▶ _Task directions_: Without any pictures, output the records exactly as they are.

▶ _Point-per-instance localization data_:

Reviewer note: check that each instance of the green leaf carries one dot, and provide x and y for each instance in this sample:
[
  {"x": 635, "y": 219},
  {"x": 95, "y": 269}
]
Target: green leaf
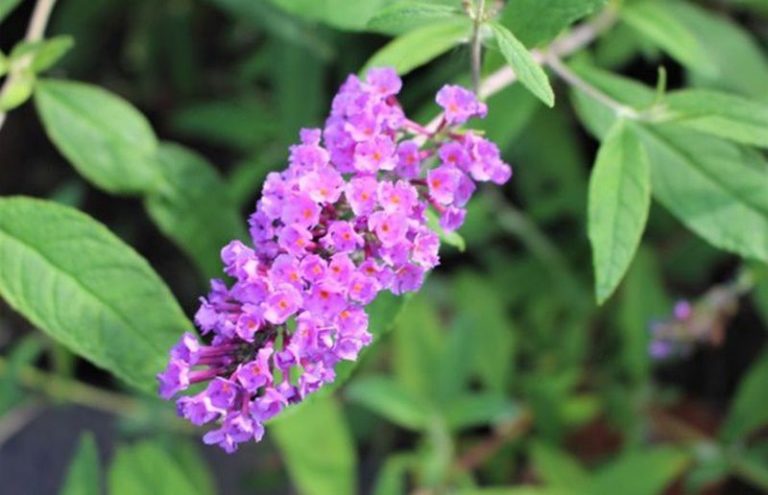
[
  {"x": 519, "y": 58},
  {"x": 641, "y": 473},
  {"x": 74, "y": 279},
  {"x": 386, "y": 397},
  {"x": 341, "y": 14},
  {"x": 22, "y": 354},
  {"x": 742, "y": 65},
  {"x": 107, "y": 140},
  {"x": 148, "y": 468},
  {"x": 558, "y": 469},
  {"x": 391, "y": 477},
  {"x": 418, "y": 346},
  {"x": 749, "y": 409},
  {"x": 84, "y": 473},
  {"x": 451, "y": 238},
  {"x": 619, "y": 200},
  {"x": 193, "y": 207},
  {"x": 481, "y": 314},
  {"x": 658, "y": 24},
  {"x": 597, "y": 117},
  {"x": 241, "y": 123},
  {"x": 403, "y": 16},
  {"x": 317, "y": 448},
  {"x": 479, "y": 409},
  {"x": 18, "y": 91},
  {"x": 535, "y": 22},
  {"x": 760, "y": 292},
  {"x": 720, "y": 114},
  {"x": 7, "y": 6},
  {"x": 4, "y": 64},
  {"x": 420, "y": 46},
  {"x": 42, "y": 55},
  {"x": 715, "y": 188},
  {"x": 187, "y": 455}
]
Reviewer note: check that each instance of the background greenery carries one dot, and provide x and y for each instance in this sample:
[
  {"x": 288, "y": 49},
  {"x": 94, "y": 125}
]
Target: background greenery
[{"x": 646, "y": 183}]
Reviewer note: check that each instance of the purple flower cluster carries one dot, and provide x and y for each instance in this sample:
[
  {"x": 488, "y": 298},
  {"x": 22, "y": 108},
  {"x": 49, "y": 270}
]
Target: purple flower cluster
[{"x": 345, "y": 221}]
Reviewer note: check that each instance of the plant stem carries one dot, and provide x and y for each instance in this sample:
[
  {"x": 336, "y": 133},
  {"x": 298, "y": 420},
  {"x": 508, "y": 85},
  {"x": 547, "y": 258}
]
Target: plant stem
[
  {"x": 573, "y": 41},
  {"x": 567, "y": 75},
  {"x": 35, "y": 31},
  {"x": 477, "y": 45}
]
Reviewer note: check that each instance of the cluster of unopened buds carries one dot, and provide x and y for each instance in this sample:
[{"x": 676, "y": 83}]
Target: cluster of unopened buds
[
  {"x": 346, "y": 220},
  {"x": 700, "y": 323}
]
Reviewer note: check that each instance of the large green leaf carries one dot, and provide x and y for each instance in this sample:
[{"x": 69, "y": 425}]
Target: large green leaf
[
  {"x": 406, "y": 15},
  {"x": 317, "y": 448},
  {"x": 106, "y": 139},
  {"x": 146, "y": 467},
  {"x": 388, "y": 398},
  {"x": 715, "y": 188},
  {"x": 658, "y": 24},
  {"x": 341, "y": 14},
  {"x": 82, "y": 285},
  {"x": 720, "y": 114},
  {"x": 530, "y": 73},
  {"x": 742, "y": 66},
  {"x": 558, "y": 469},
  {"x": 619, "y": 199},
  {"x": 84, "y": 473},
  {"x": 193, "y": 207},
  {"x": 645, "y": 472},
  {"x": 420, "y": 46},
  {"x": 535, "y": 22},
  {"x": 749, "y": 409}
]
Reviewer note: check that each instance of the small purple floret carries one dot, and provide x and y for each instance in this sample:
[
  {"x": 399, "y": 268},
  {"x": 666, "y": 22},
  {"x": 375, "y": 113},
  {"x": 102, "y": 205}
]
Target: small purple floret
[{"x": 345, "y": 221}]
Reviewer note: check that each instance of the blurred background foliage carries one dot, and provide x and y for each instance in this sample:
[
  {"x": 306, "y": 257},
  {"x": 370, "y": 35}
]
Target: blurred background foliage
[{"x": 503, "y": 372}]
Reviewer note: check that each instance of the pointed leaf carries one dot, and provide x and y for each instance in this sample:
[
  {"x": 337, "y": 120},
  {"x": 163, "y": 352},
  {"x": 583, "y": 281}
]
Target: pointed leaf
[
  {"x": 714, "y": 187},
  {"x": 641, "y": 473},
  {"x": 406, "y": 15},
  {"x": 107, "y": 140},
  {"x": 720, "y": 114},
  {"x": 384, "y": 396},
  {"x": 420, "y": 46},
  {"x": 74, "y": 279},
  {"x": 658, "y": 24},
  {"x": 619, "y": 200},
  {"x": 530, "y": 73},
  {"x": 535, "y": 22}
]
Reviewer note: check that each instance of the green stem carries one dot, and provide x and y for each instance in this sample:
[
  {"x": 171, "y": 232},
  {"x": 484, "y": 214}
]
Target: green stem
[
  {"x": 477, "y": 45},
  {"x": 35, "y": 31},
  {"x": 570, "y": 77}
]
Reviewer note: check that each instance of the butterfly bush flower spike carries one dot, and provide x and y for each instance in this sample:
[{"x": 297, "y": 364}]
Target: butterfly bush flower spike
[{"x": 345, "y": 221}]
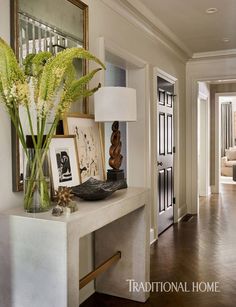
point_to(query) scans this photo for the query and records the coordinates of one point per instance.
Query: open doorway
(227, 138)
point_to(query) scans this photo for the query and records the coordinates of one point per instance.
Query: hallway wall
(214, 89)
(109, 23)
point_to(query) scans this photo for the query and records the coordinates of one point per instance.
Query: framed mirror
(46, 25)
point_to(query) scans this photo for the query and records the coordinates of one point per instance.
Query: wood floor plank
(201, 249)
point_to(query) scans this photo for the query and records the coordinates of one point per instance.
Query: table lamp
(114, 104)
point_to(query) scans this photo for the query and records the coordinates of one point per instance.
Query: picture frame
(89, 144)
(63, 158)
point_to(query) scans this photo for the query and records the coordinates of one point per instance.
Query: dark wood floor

▶ _Completed exercise_:
Reviewer note: check that each instance of the green leaf carries one dot, and provide x and y for each instance in this sample:
[
  {"x": 635, "y": 219},
  {"x": 95, "y": 269}
]
Target: green leaf
[
  {"x": 519, "y": 58},
  {"x": 641, "y": 473},
  {"x": 74, "y": 279},
  {"x": 386, "y": 397},
  {"x": 341, "y": 14},
  {"x": 22, "y": 354},
  {"x": 742, "y": 65},
  {"x": 107, "y": 140},
  {"x": 148, "y": 468},
  {"x": 558, "y": 469},
  {"x": 391, "y": 477},
  {"x": 418, "y": 346},
  {"x": 749, "y": 409},
  {"x": 84, "y": 473},
  {"x": 451, "y": 238},
  {"x": 619, "y": 200},
  {"x": 193, "y": 207},
  {"x": 481, "y": 314},
  {"x": 658, "y": 24},
  {"x": 597, "y": 117},
  {"x": 241, "y": 123},
  {"x": 403, "y": 16},
  {"x": 317, "y": 448},
  {"x": 479, "y": 409},
  {"x": 18, "y": 91},
  {"x": 535, "y": 22},
  {"x": 760, "y": 292},
  {"x": 720, "y": 114},
  {"x": 7, "y": 6},
  {"x": 4, "y": 64},
  {"x": 420, "y": 46},
  {"x": 42, "y": 55},
  {"x": 715, "y": 188},
  {"x": 187, "y": 455}
]
Reviewer note: check that each instance of the background greenery carries one dot, and provide x and y for each instance in this sample:
[
  {"x": 288, "y": 49},
  {"x": 94, "y": 125}
]
Target: background greenery
[{"x": 646, "y": 183}]
Reviewer note: check that each instance of the purple flower cluster carries one dot, and provide x and y for each instance in this sample:
[
  {"x": 488, "y": 298},
  {"x": 22, "y": 108},
  {"x": 49, "y": 270}
]
Target: purple flower cluster
[{"x": 345, "y": 221}]
Reviewer note: check that each instance of the plant stem carries one dot, and provide x and y for each instance in this sample:
[
  {"x": 336, "y": 133},
  {"x": 298, "y": 420},
  {"x": 508, "y": 85},
  {"x": 547, "y": 258}
]
Target: plant stem
[
  {"x": 573, "y": 41},
  {"x": 567, "y": 75},
  {"x": 35, "y": 31},
  {"x": 477, "y": 45}
]
Reviewer note: check that each instance of the cluster of unopened buds carries one dot, and provide x and y for each instance in this sample:
[{"x": 676, "y": 83}]
Target: cluster of unopened buds
[
  {"x": 346, "y": 220},
  {"x": 700, "y": 323}
]
Reviewer note: check that each instance of the large green leaf carries one dot, and provide x and y for each instance in this sample:
[{"x": 69, "y": 425}]
Target: large green leaf
[
  {"x": 406, "y": 15},
  {"x": 317, "y": 448},
  {"x": 106, "y": 139},
  {"x": 146, "y": 467},
  {"x": 388, "y": 398},
  {"x": 715, "y": 188},
  {"x": 658, "y": 24},
  {"x": 341, "y": 14},
  {"x": 82, "y": 285},
  {"x": 720, "y": 114},
  {"x": 530, "y": 73},
  {"x": 742, "y": 66},
  {"x": 558, "y": 469},
  {"x": 619, "y": 199},
  {"x": 84, "y": 473},
  {"x": 193, "y": 207},
  {"x": 645, "y": 472},
  {"x": 420, "y": 46},
  {"x": 535, "y": 22},
  {"x": 749, "y": 409}
]
Reviewer note: check that each instance of the small purple floret carries one dot, and provide x and y for each instance in this sample:
[
  {"x": 399, "y": 268},
  {"x": 666, "y": 22},
  {"x": 375, "y": 113},
  {"x": 102, "y": 205}
]
Target: small purple floret
[{"x": 345, "y": 221}]
Reviewer note: check that each instance of the blurred background foliage carries one dot, and provide x and y for each instance in this sample:
[
  {"x": 306, "y": 257},
  {"x": 370, "y": 35}
]
Target: blurred background foliage
[{"x": 503, "y": 372}]
Reviewer note: check that each instance of the pointed leaf carries one dot, and provide x and y for each instance in this sample:
[
  {"x": 337, "y": 120},
  {"x": 163, "y": 352},
  {"x": 583, "y": 281}
]
Target: pointed leaf
[
  {"x": 714, "y": 187},
  {"x": 641, "y": 473},
  {"x": 406, "y": 15},
  {"x": 107, "y": 140},
  {"x": 720, "y": 114},
  {"x": 384, "y": 396},
  {"x": 420, "y": 46},
  {"x": 74, "y": 279},
  {"x": 658, "y": 24},
  {"x": 619, "y": 200},
  {"x": 530, "y": 73},
  {"x": 535, "y": 22}
]
Reviewer note: check that each instance of the green stem carries one dot, and provide x and y for each instance in this sample:
[
  {"x": 171, "y": 232},
  {"x": 484, "y": 214}
]
Target: green stem
[
  {"x": 477, "y": 45},
  {"x": 35, "y": 31},
  {"x": 570, "y": 77}
]
Reviewer note: check that each instance of the butterfly bush flower spike carries one dot, and provide x and y for each instance in this sample:
[{"x": 297, "y": 364}]
Target: butterfly bush flower spike
[{"x": 345, "y": 221}]
point_to(query) scans this photo for the query and records the coordinates of one point per instance.
Query: open doorway
(227, 138)
point_to(query) scans this photo for the query and records the coordinates of one point per instance.
Query: hallway wall
(214, 89)
(109, 23)
point_to(query) scans this photo for the query and records the coordinates of one point per instance.
Query: framed mirror
(46, 25)
point_to(query) scans this photo for the query and records the coordinates of one point per instance.
Query: wood floor plank
(201, 249)
point_to(query) scans this photo for the query and records the coordinates of one point per instance.
Query: table lamp
(114, 104)
point_to(query) scans this photo for the query and records the coordinates of one point per instance.
Query: picture frame
(89, 144)
(63, 158)
point_to(query) scans this photo for the query and records the coordinates of one point per instance.
Query: dark wood floor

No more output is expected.